Copy these lines word for word, beginning with the line that contains "Outline every instance of the <item>cat's back</item>." and continuing through the line that contains "72), (131, 79)]".

Material for this exercise:
_ _ _

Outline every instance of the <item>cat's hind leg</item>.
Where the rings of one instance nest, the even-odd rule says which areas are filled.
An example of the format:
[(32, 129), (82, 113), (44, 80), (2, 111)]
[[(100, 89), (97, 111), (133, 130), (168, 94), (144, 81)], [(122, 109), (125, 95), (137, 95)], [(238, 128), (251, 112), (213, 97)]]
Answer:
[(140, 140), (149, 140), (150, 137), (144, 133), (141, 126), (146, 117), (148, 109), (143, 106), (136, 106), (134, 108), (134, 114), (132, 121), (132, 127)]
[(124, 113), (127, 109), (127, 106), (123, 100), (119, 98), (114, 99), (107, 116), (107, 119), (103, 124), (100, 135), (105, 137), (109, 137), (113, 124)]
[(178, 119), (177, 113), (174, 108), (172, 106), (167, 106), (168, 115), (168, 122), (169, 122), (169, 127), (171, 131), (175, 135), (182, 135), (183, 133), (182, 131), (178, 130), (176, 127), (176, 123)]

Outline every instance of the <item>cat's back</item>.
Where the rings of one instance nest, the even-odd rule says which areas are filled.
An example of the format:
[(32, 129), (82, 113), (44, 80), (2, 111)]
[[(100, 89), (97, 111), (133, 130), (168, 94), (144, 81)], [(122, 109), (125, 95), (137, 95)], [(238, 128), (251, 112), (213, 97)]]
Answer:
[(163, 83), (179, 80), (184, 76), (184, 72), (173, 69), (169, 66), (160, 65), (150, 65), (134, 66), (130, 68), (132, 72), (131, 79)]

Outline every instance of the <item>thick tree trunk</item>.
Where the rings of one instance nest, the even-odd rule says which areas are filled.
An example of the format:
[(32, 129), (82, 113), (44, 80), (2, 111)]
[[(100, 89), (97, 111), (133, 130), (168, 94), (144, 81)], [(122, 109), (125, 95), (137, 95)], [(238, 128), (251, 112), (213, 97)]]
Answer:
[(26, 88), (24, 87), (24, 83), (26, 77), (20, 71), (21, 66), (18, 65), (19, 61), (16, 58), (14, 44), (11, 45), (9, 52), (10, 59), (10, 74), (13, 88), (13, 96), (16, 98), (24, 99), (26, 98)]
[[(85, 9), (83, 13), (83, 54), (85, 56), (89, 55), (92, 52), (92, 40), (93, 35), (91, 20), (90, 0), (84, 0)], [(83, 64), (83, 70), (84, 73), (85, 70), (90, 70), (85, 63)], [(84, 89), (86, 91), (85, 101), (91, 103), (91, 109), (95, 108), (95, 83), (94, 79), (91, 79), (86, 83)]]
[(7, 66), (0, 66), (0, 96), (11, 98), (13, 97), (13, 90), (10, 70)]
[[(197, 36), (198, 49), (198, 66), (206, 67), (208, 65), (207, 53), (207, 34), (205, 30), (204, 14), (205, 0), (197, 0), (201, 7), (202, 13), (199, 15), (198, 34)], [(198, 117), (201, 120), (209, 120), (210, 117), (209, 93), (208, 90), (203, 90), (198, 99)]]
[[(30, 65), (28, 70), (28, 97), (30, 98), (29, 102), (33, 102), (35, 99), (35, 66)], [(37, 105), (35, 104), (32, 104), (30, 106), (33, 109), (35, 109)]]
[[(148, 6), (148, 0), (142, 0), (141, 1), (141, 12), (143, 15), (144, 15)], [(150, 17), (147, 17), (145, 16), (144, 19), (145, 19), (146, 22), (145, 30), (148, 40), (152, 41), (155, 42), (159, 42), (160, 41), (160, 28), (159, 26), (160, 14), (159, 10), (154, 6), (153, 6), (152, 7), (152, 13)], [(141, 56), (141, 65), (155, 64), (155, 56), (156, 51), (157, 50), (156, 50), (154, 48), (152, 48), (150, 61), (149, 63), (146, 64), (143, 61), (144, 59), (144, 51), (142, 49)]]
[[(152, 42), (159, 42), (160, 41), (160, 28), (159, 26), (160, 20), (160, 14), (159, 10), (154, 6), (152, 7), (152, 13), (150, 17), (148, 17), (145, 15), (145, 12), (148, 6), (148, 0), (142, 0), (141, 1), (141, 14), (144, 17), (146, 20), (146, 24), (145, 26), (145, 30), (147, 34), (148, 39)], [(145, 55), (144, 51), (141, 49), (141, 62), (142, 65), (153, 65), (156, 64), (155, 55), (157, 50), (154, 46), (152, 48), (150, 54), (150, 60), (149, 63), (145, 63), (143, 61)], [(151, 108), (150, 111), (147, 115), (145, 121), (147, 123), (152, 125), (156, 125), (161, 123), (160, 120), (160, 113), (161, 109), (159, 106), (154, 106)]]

_ _ _

Result below:
Outline every instance of the <item>cat's back</item>.
Where the rings of one instance nest, the even-odd rule says which areas are filled.
An example of the format:
[(32, 129), (82, 113), (44, 80), (2, 111)]
[[(100, 89), (97, 111), (133, 130), (168, 94), (144, 81)], [(122, 109), (125, 95), (137, 95)], [(238, 128), (251, 112), (213, 97)]]
Answer:
[(163, 83), (179, 80), (184, 76), (184, 72), (173, 69), (169, 66), (160, 65), (150, 65), (134, 66), (130, 68), (132, 72), (131, 79)]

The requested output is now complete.